Reproduce the entire listing below verbatim, line for line, without altering any wording or punctuation.

[RECORD EXCERPTS]:
....................
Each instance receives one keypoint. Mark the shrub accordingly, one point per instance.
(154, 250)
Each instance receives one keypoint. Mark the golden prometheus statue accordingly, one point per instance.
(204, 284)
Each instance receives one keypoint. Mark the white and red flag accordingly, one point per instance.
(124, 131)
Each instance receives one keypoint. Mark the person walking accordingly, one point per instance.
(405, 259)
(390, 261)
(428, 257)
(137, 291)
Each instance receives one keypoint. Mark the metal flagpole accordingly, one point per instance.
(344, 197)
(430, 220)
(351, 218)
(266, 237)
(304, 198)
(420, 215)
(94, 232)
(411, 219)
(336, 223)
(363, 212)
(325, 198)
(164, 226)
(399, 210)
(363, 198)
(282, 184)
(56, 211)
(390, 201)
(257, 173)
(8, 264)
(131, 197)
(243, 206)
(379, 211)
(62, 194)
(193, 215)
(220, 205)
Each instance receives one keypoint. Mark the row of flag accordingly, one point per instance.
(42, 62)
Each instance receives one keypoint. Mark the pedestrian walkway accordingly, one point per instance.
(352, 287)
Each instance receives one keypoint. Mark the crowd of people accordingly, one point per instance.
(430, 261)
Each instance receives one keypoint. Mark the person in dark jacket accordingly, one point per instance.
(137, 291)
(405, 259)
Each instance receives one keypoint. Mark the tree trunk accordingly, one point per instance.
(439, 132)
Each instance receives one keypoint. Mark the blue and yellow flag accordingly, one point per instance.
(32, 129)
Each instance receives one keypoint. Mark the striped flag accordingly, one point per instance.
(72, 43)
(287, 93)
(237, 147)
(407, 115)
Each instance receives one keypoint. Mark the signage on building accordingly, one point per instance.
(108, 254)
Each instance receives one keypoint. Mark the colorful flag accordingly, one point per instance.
....................
[RESULT]:
Each instance receives one keypoint. Mark the shrub accordingly, one point per instance.
(154, 250)
Each instance receives one keypoint. Mark the golden prometheus statue accordingly, one point per instance.
(204, 284)
Each instance receives one keypoint. Mark the white and red flag accordingly, one point per instance.
(124, 131)
Each instance receives one keypoint. Mark the person walking accordingly, one point per instance.
(405, 259)
(390, 261)
(428, 257)
(137, 291)
Each instance receives one keypoint. Mark the metal flagpole accordingly, one point per instance.
(344, 197)
(430, 220)
(351, 218)
(266, 237)
(304, 198)
(420, 215)
(94, 232)
(411, 219)
(336, 223)
(363, 212)
(325, 198)
(164, 226)
(399, 210)
(363, 198)
(282, 184)
(56, 211)
(390, 201)
(257, 173)
(8, 264)
(131, 197)
(243, 206)
(379, 211)
(62, 194)
(193, 215)
(220, 205)
Each instance receives one keypoint. Mark the row of flag accordingly, one point per instance.
(42, 62)
Each instance receives one keypoint. Mark the pedestrian walkway accordingly, one point per instance.
(352, 287)
Each instance receives one keypoint. Mark the crowd of people accordingly, one point per instance.
(430, 261)
Each instance receives one keypoint. Mark the person in dark jacket accordingly, one point per instance.
(137, 291)
(405, 259)
Each instance receives one keypoint. Mark the tree trunk accordingly, one point per instance.
(439, 132)
Each instance receives one keypoint. Mark the blue and yellow flag accordingly, one point per instance.
(32, 129)
Each instance receives one keypoint. Mark the striped flag accordingly, one point per instance.
(72, 43)
(287, 93)
(237, 147)
(407, 115)
Each instance receives one keypoint. Mark the signage on building accordingly, one point per instance.
(108, 254)
Each instance receives one keypoint. Mark the colorful flag accordingly, one point per instance.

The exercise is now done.